## Раздел документа
• • • • •

Архипелаг ГУЛАГ. 1918-1956: Опыт художественного и - Страница 48


К оглавлению

48

Как раз в эти дни из ШИзо на карьер, как на самую тяжёлую работу, стали выводить штрафную бригаду — группу блатных, перед тем едва не зарезавших начальника лагпункта (они не резать его хотели, не такие дураки, а напугать, чтоб он их отправил назад на Пресню: Новый Иерусалим признали они местом гиблым, где не подкормишься). Ко мне в смену их привели под конец её. Они легли на карьере в затишке, обнажили свои толстые короткие руки, ноги, жирные татуированные животы, груди, и блаженно загорали после сырого подвала ШИзо. Я подошёл к ним в своём военном одеянии и чётко корректно предложил им приступить к работе. Солнце настроило их благодушно, поэтому они только рассмеялись и послали меня к известной матери. Я возмутился и растерялся и отошёл ни с чем. В армии я бы начал с команды "встать!" — но здесь ясно было, что если кто и встанет — то только сунуть мне нож между рёбрами. Пока я ломал голову, что мне делать (ведь остальной карьер смотрел и тоже мог бросить работу), — окончилась моя смена. Только благодаря этому обстоятельству я и могу сегодня писать исследование Архипелага.

• • • • •

## Исходные данные

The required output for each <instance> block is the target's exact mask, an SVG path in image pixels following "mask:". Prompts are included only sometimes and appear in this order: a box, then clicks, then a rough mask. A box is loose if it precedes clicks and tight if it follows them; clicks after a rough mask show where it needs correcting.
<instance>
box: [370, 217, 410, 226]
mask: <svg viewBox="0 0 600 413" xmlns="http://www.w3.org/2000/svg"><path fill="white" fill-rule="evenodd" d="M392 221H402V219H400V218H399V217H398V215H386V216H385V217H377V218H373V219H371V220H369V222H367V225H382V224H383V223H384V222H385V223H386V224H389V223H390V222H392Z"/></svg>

• • • • •

## Пункт задания 1
Кратко перескажите абзац раздела документа, который начинается словами «Как раз в эти дни», и сохраните его основные факты.
## Пункт задания 2
Продолжите раздел документа о штрафной бригаде на карьере, начав сразу после его последнего предложения.
Приведённые строки никак не связаны с разделом документа.

## Ответ на задание 1
В эти дни из ШИзо на карьер, как на самую тяжёлую работу, стали выводить штрафную бригаду блатных. Незадолго до того они едва не зарезали начальника лагпункта: хотели его напугать, чтобы их отправили назад на Пресню, потому что Новый Иерусалим сочли гиблым местом. Их привели в мою смену под её конец, и они улеглись загорать в затишке. Я в военной одежде корректно предложил им начать работу, но они рассмеялись и обругали меня. Скомандовать «встать!», как в армии, было нельзя: встать могли разве что для того, чтобы сунуть мне нож между рёбрами. Остальной карьер смотрел и тоже мог бросить работу. Пока я думал, что делать, смена кончилась, и только поэтому я могу сегодня писать исследование Архипелага.

## Ответ на задание 2
Меня сменил Акимов. Блатные продолжали загорать. Он сказал им раз, второй раз крикнул командно (может быть даже: "встать!"), третий раз пригрозил начальником — они погнались за ним, в распадах карьера свалили и ломом отбили почки. Его увезли прямо с завода в областную тюремную больницу, на этом кончилась его командная служба, а может быть и тюремный срок и сама жизнь. (Директор, наверно, и назначил нас как чучела для битья против этих блатных.)

Моя же короткая карьера на карьере продлилась несколькими днями дольше акимовской, только принесла она мне не удовлетворение, как я ждал, а постоянное душевное угнетение. В шесть утра я входил в рабочую зону подавленный больше, чем если бы шёл копать глину сам, я совершенно потерянный плёлся к карьеру, ненавидя и его и роль свою в нём.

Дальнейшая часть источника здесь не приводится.